» **WHAT TO PRODUCE**: Please give the records below again in full, exactly, with the images left out.

» **DATASET**:
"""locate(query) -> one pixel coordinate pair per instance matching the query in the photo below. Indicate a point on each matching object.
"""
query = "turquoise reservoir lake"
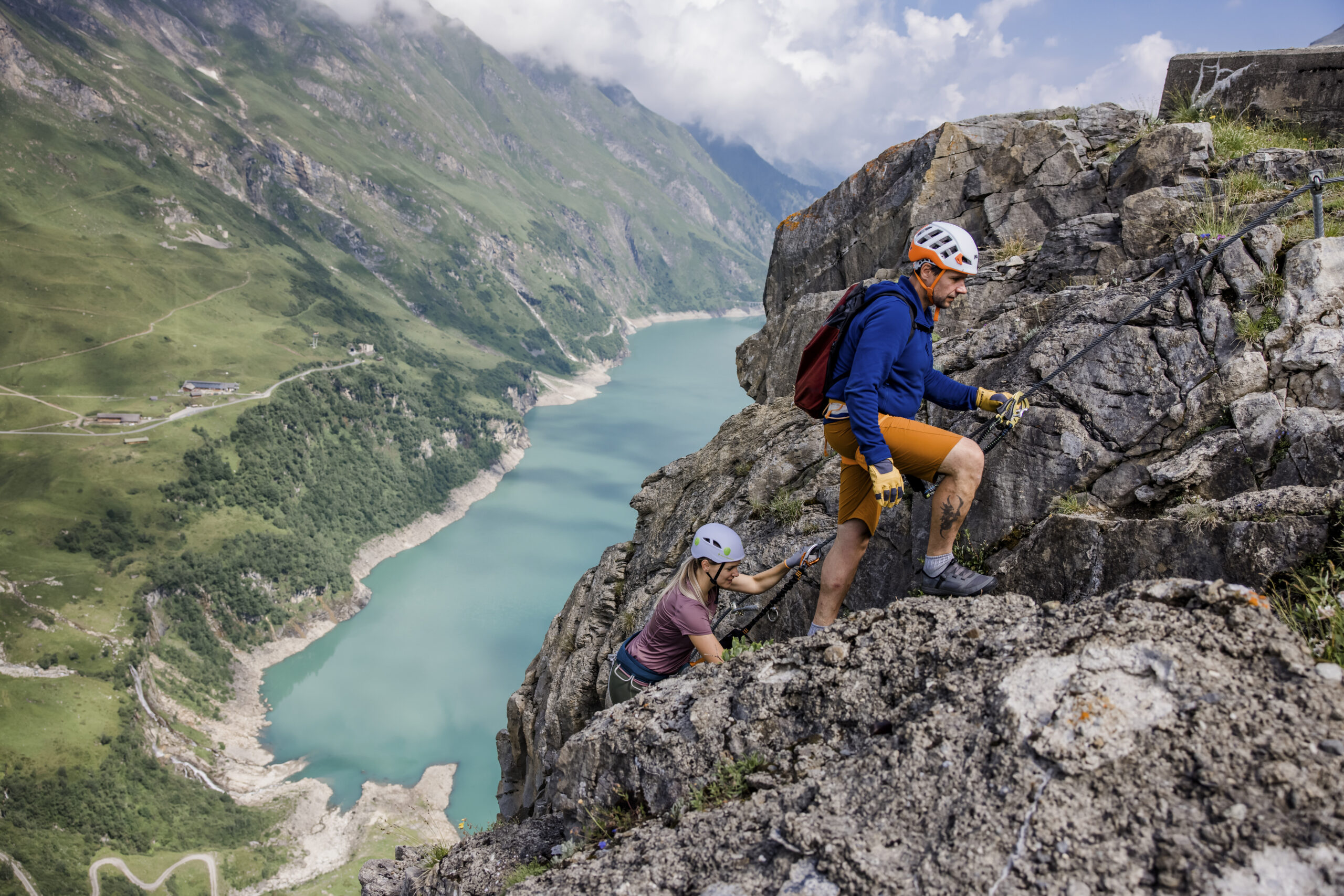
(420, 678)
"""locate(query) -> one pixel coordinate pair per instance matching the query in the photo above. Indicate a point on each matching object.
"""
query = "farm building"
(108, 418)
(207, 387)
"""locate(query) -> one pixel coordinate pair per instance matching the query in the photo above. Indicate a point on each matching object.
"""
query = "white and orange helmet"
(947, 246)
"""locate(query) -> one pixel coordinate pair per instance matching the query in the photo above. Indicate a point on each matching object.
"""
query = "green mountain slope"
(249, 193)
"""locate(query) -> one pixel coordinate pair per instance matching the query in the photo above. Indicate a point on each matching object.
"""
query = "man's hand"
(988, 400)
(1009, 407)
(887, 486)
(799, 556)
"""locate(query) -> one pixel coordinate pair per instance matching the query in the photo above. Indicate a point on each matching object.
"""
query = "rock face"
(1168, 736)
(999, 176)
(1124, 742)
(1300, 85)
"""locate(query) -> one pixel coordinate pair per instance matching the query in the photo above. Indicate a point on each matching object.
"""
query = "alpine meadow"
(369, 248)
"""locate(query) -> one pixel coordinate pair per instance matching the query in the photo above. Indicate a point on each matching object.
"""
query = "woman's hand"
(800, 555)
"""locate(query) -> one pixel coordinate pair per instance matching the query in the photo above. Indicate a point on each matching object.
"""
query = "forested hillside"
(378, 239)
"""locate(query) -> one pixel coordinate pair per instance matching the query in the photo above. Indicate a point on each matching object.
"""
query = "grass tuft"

» **EXERCISE RESPONSE**:
"""locate(query) -> one pixel coordinate pair per instance matching the query in the photo below. Indicate a point on each matching object.
"""
query = "turquoise reservoir lake"
(420, 678)
"""locate(query) -> one pixel coordinate pair per instance matching the query in the photo above. Indicate a point on each matching object.
"""
query = "farm building"
(108, 418)
(207, 387)
"""locate(query) -> one pixel coordinate pair per instance matching the query in the photo above. Indicate a point on each matching object.
"""
query = "white and orange helmet"
(947, 246)
"""locate(query) -> one pixel coordinate pair per instance matching the query in the photo above. Indicate a point on each matching object.
"""
query = "green mountain slope"
(249, 193)
"""locate(query) -> one pixel coordinate pair per instance matching the query in the photo above. Indicate a point on each matching object.
"""
query = "man's hand"
(988, 400)
(1009, 407)
(887, 486)
(799, 556)
"""locate(query) -> one pixel coordinate pair per instance matching the query in the photo above. Indicate a point on each matching object.
"""
query = "rock face"
(1168, 736)
(999, 176)
(1124, 742)
(1300, 85)
"""locate(query) -> one pixel coordinate pair per instance matching the query in the photo above. Indicate a point on each matching object.
"""
query = "alpine meadow"
(369, 248)
"""locate(query) -> one pixel coordinate pair per instance matching the query in the photo above. Indicate a point on each matching object.
"""
query = "woman's hand"
(800, 555)
"""locate(query) -> one pixel coordinate pair per instance matching the query in the photo above. Indicate a point on each matching object.
"""
query = "forested hillside"
(378, 239)
"""locate(query) -> one pixel coordinate pair per instance matching the query in the photo above. Indicate a point on each matching object.
"""
query = "grass tuft"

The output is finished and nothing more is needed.